● **Input data**
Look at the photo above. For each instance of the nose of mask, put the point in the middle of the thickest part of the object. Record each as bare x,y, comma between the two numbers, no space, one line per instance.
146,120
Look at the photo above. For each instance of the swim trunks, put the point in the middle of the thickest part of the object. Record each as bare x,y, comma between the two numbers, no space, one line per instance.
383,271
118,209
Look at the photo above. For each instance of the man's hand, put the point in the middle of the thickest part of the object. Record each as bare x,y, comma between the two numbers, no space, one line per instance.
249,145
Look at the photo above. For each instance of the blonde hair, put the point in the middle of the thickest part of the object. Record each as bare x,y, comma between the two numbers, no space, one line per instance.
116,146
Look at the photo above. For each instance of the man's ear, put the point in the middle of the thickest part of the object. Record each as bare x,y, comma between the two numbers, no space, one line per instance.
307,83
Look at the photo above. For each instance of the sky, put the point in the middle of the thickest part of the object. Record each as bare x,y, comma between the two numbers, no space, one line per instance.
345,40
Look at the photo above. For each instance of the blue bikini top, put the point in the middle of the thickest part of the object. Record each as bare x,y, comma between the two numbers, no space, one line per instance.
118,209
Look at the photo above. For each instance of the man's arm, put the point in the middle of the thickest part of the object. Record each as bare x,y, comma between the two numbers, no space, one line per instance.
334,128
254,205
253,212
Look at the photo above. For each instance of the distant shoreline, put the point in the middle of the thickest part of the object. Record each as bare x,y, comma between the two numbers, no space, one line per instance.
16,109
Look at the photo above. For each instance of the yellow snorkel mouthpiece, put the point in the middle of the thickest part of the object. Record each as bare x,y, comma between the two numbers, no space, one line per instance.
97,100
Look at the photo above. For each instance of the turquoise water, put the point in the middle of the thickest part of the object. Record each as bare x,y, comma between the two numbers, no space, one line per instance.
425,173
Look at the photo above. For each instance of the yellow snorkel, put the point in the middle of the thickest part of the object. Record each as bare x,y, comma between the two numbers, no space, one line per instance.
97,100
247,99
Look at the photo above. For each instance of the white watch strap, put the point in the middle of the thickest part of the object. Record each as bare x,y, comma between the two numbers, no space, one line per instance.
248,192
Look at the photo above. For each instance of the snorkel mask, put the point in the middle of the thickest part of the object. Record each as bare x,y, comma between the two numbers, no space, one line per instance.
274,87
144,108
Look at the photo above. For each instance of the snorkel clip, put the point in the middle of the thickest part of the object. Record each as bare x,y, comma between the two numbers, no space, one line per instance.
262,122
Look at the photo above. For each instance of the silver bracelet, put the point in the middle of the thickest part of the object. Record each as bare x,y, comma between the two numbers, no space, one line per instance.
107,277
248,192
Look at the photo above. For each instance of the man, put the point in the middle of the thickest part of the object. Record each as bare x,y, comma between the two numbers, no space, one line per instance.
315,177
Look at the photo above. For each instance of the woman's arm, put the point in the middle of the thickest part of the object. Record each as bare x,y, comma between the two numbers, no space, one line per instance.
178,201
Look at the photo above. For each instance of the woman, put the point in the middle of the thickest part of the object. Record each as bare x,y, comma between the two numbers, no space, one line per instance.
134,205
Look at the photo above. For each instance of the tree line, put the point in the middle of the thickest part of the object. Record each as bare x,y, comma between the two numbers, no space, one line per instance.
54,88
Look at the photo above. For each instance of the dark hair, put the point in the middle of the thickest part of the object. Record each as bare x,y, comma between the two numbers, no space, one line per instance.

● **Task to carry out**
Take every line from the one containing "the man, put" to the end of the listing and output it exactly, with nothing else.

● **Solution**
Look at the photo above. For each instance of the man, put the point in the middle of the thickest part of the object. Record each as bare x,y, comma between the two numbers, no space, one line per instance.
315,177
Look at the photo above. For each instance of the woman's arm, put the point in the middle of the thickest part of the object. Record each as bare x,y, comma between the two numbers, no space, one line per instance.
178,201
Look at the photo above. For each instance of the woman, put the point in the middle of the thickest part of the object. Record each as bare x,y, comma between the two numbers, no space, one line per instance.
134,205
Look at the photo above. For each instance of the tree line, put the point in the middle of the thickest part of the object. Record each as bare x,y, comma between the two numbers, no space, one line per instance.
54,88
Look at the photo above. For each instance of the dark hair, put the point in the middle of the thickest part of the object. Record each as bare x,y, comma between the two numbers, no space, one line per instance.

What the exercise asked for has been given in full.